(EXERCISE DESCRIPTION): Format every entry below as a JSON list of strings, one string per line, leaving out blank lines.

[start LISTED RECORDS]

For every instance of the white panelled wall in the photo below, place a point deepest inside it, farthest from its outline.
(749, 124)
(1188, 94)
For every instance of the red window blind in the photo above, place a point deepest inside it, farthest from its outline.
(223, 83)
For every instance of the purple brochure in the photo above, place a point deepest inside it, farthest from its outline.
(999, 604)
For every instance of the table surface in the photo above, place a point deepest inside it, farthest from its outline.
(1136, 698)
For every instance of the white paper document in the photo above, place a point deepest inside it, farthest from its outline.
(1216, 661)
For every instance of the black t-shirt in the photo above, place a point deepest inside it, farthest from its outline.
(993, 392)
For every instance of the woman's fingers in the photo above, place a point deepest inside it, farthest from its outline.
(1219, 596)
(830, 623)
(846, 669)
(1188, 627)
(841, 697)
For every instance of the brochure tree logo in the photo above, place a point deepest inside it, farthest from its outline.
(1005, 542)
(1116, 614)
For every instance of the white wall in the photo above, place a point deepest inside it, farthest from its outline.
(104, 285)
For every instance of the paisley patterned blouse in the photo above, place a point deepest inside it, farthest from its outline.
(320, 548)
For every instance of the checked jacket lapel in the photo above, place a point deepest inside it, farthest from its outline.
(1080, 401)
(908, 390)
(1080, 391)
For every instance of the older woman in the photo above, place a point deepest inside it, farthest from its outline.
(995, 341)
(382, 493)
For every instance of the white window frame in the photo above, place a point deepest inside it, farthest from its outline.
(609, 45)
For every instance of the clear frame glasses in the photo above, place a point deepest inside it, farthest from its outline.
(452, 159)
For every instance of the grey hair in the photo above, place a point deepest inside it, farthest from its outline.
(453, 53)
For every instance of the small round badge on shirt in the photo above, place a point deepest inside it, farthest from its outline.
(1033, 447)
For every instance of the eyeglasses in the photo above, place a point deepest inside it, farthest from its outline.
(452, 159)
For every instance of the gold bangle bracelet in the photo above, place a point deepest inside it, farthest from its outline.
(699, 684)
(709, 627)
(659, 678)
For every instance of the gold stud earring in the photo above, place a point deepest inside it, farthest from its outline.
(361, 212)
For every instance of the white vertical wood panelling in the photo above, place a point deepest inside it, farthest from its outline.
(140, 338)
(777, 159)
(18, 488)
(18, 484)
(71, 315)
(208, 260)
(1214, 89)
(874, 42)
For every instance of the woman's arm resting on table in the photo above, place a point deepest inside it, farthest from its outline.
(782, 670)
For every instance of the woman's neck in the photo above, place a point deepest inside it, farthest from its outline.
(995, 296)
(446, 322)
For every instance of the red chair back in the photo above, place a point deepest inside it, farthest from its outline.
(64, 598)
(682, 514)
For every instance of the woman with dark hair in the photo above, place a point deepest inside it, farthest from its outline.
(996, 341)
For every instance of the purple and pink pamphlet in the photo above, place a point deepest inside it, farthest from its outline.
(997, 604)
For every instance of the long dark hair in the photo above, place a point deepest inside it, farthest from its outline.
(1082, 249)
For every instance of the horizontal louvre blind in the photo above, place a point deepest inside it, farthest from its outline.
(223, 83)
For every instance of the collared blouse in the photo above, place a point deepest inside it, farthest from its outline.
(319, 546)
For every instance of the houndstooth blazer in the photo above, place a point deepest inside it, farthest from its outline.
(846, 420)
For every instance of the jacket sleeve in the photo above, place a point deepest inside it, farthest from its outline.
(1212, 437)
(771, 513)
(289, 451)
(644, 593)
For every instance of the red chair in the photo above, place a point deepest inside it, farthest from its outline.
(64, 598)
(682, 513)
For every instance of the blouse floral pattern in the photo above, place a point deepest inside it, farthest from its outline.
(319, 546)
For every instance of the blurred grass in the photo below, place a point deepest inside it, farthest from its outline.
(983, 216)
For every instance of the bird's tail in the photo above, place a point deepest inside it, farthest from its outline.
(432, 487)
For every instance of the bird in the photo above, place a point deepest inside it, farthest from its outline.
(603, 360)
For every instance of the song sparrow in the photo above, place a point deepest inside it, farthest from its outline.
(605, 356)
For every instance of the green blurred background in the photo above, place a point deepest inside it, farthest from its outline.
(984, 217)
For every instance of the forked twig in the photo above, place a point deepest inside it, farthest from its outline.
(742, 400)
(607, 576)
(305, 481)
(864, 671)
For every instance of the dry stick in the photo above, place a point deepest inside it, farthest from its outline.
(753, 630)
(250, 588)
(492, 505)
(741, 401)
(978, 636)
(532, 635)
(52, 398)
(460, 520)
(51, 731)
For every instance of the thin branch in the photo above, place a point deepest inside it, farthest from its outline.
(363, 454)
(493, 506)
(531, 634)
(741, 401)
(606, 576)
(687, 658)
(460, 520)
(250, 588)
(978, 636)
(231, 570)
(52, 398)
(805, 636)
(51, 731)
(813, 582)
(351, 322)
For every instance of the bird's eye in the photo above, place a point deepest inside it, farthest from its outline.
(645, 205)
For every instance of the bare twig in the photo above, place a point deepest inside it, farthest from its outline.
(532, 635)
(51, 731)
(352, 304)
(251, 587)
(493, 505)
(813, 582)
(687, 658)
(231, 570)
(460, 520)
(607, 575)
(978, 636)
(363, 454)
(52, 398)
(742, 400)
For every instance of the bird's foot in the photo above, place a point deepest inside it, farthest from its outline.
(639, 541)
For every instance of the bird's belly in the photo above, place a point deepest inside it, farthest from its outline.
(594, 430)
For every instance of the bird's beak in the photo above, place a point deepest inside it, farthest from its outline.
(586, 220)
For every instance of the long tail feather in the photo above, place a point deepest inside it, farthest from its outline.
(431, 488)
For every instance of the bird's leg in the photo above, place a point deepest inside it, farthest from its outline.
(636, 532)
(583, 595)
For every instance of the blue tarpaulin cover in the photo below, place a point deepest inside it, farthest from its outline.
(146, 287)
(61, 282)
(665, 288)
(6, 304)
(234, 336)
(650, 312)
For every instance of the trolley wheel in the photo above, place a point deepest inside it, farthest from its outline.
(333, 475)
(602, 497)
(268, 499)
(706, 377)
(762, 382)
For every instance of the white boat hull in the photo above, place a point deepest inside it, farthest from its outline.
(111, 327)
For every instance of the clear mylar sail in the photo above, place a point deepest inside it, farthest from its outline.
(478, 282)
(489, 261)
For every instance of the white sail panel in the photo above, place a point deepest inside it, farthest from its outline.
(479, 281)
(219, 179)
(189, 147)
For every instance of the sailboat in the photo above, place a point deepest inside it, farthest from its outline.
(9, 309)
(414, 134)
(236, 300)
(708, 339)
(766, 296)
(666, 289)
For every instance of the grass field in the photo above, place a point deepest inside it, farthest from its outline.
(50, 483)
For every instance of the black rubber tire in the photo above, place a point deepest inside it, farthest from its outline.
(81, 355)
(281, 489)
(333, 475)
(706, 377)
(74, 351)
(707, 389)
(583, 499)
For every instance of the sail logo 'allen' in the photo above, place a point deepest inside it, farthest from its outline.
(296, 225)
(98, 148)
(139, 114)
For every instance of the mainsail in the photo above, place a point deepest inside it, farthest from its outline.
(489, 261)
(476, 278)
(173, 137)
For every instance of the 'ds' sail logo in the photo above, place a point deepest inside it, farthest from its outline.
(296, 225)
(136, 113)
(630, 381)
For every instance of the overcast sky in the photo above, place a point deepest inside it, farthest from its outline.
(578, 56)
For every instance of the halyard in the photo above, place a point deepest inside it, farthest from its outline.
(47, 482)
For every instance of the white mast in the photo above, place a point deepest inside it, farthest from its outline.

[end LISTED RECORDS]

(RESULT FOR THIS TASK):
[
  "For every instance of the white panelled wall in the photo below, place a point deepest inside it, farthest from its outline.",
  "(749, 124)",
  "(1188, 94)",
  "For every instance of the red window blind in the photo above, place a point deepest inside it, farthest from its outline.",
  "(223, 83)",
  "For every instance of the purple brochure in the photo above, place a point deepest inside it, farthest from its outline.",
  "(999, 604)",
  "For every instance of the table surface in the photo above, place a point deepest inside it, farthest from its outline.",
  "(1136, 698)",
  "For every instance of the white paper document in the photo above, place a point deepest inside it, farthest from its outline.",
  "(1216, 661)",
  "For every instance of the black t-shirt in the photo above, place a point deepest inside it, farthest from its outline.",
  "(993, 392)",
  "For every instance of the woman's fingers in the photo above, place a point deepest inside it, farthest from its outline.",
  "(1219, 596)",
  "(830, 623)",
  "(846, 669)",
  "(1188, 627)",
  "(841, 697)",
  "For every instance of the brochure tree logo in the photo above, place a point deepest inside it, farthest from its outline.",
  "(1005, 542)",
  "(1116, 614)",
  "For every instance of the white wall in the photo above, place a point deepest inside it, farthest from its outline.",
  "(104, 285)",
  "For every instance of the paisley patterned blouse in the photo above, place a point deepest inside it, farthest from its outline.",
  "(320, 548)",
  "For every instance of the checked jacket lapel in the photo above, place a point deepest inside it, farthest from its outline.",
  "(1080, 401)",
  "(908, 390)",
  "(1080, 391)",
  "For every instance of the older woman in the photo above, place a point deepest inside it, farthest from its outline.",
  "(995, 341)",
  "(382, 493)",
  "For every instance of the white window frame in the photo above, place a point deepest inside it, farthest from its outline.",
  "(609, 45)",
  "For every instance of the clear frame glasses in the photo above, place a point deepest inside it, farthest from its outline.",
  "(452, 159)",
  "For every instance of the grey hair in the photo above, place a point deepest inside it, farthest from its outline.",
  "(453, 53)",
  "For every instance of the small round badge on shirt in the photo above, place a point deepest inside it, farthest from its outline.",
  "(1033, 447)",
  "For every instance of the eyeglasses in the photo above, place a point deepest inside it, farthest from its outline.",
  "(452, 159)",
  "For every instance of the gold bangle bracelet in the photo above, place a point deepest inside it, farthest from its outline.",
  "(699, 684)",
  "(709, 627)",
  "(659, 678)",
  "For every instance of the gold stud earring in the photo above, place a point deepest inside it, farthest from its outline.",
  "(361, 212)",
  "For every instance of the white vertical wood panelling in the photo above, place a point deepest inside it, farthest from its outline.",
  "(140, 338)",
  "(777, 159)",
  "(18, 488)",
  "(18, 484)",
  "(71, 315)",
  "(208, 260)",
  "(1214, 89)",
  "(874, 42)",
  "For every instance of the woman's arm resting on table in the photo above, place a point deepest inside it, farthest from its outline.",
  "(782, 670)",
  "For every instance of the woman's neck in the photo above, place a point deepest inside it, farthest from its outline.",
  "(995, 296)",
  "(446, 322)",
  "For every instance of the red chair back in the photo above, place a point deepest inside it, farthest from its outline.",
  "(64, 598)",
  "(682, 514)",
  "For every instance of the woman with dark hair in the photo above, place a point deepest inside it, farthest from its outline.",
  "(996, 341)",
  "For every instance of the purple and pink pamphlet in the photo above, place a point deepest inside it, farthest from its outline.",
  "(997, 604)",
  "For every instance of the long dark hair in the photo above, place a point deepest inside it, farthest from its outline.",
  "(1082, 249)",
  "For every instance of the horizontal louvre blind in the photo above, place a point deepest inside it, farthest from its outline.",
  "(223, 83)",
  "For every instance of the collared blouse in the photo above, place a point deepest inside it, farthest from its outline.",
  "(319, 546)",
  "For every instance of the houndstooth blazer in the photo above, place a point deepest inside it, farthest from its outline.",
  "(846, 420)",
  "For every instance of the jacket sleeve in the photo above, place a point deepest inside it, farthest from its outline.",
  "(1212, 437)",
  "(771, 513)",
  "(289, 451)",
  "(644, 593)",
  "For every instance of the red chair in the photo above, place a point deepest inside it, farthest from its outline.",
  "(64, 598)",
  "(682, 513)",
  "For every instance of the blouse floral pattern in the photo above, place a point deepest inside it, farthest from its outline.",
  "(319, 546)",
  "For every instance of the blurred grass in the photo below, place a point deepest inside it, farthest from its outline.",
  "(983, 216)",
  "For every instance of the bird's tail in the photo above, place a point deepest inside it, farthest from its outline.",
  "(432, 487)",
  "For every instance of the bird in the photo above, place a point deepest inside it, farthest from its outline.",
  "(603, 360)",
  "For every instance of the song sparrow in the photo above, place a point deepest inside it, farthest from its outline.",
  "(605, 356)",
  "For every instance of the green blurred background in the photo above, place a point deepest inside it, farthest from its outline.",
  "(984, 217)",
  "For every instance of the forked twig in the photo above, place a point deepest inside it, farthest from its outline.",
  "(742, 400)",
  "(607, 576)",
  "(305, 481)",
  "(864, 671)",
  "For every instance of the dry stick in the photo above, place a point deepest inside it, farthest from its outline.",
  "(753, 630)",
  "(250, 588)",
  "(492, 505)",
  "(741, 401)",
  "(978, 636)",
  "(532, 635)",
  "(52, 398)",
  "(460, 520)",
  "(51, 731)",
  "For every instance of the thin branch in the photo above, place a point deepest inside it, farthest from its outline.",
  "(363, 454)",
  "(493, 506)",
  "(531, 634)",
  "(741, 401)",
  "(606, 576)",
  "(687, 658)",
  "(460, 520)",
  "(250, 588)",
  "(978, 636)",
  "(231, 570)",
  "(52, 398)",
  "(805, 636)",
  "(51, 731)",
  "(813, 582)",
  "(351, 322)",
  "For every instance of the bird's eye in the photo above, place a point deepest inside it, farthest from its outline.",
  "(645, 205)",
  "For every instance of the bare twig in the photo above, place a point deepest inside it, farthest from its outline.",
  "(532, 635)",
  "(51, 731)",
  "(352, 304)",
  "(251, 587)",
  "(493, 505)",
  "(813, 582)",
  "(687, 658)",
  "(231, 570)",
  "(460, 520)",
  "(607, 575)",
  "(978, 636)",
  "(363, 454)",
  "(52, 398)",
  "(742, 400)",
  "For every instance of the bird's foot in the photo above, place a point deepest inside it, farthest from its outline.",
  "(639, 541)",
  "For every instance of the bird's belly in the photo above, place a point deepest inside it, farthest from its outline.",
  "(594, 430)",
  "For every instance of the bird's beak in the photo above, place a point deepest inside it, farthest from its outline.",
  "(586, 220)",
  "For every instance of the long tail feather in the photo above, place a point deepest inside it, farthest from its outline.",
  "(431, 488)",
  "For every instance of the bird's leg in the photo above, place a point deepest inside it, farthest from its outline.",
  "(636, 532)",
  "(583, 595)",
  "For every instance of the blue tarpaulin cover in the photo below, place a point deepest inside it, farthest from its outline.",
  "(146, 287)",
  "(61, 282)",
  "(665, 288)",
  "(6, 304)",
  "(234, 336)",
  "(650, 312)",
  "For every instance of the trolley wheel in the photo above, place a point deepest inside it, farthest from its outline.",
  "(333, 475)",
  "(602, 497)",
  "(268, 499)",
  "(706, 377)",
  "(762, 382)",
  "For every instance of the white boat hull in the photo above, place a point deepest inside it, farthest from its outline.",
  "(111, 327)",
  "For every instance of the clear mylar sail in the photo above, place a point deepest inside it, farthest from its outline.",
  "(478, 282)",
  "(489, 261)",
  "For every instance of the white sail panel in the photo above, place a point deepest inside it, farthest from its outline.",
  "(479, 281)",
  "(219, 179)",
  "(189, 147)",
  "For every instance of the sailboat in the photo above, place a point deepest inside it, farthest from its outline.",
  "(9, 309)",
  "(414, 134)",
  "(236, 300)",
  "(708, 339)",
  "(766, 296)",
  "(666, 289)",
  "For every instance of the grass field in the photo above, place a point deepest inside it, farthest from its outline.",
  "(50, 483)",
  "For every instance of the black rubber tire in the photo above, place a point deepest inside it, farthest from its outline.",
  "(81, 355)",
  "(281, 489)",
  "(333, 475)",
  "(706, 377)",
  "(74, 351)",
  "(707, 389)",
  "(583, 499)",
  "For every instance of the sail logo 'allen' in the photo above, place a point deepest inside it, farthest from its outline.",
  "(296, 225)",
  "(98, 148)",
  "(139, 114)",
  "For every instance of the mainsail in the photo above, place a point deepest inside it, farthest from its outline.",
  "(489, 261)",
  "(476, 278)",
  "(173, 137)",
  "For every instance of the 'ds' sail logo in the photo above, place a point deepest inside it, farthest from its outline.",
  "(296, 225)",
  "(136, 113)",
  "(630, 381)",
  "For every instance of the overcast sky in the photo above, place a point deepest inside it, farthest from its outline.",
  "(578, 56)",
  "For every instance of the halyard in the photo above, place a point deepest inside it, farthest from its outline.",
  "(47, 482)",
  "For every instance of the white mast in the photo above, place a point deepest inside it, farthest from its outline."
]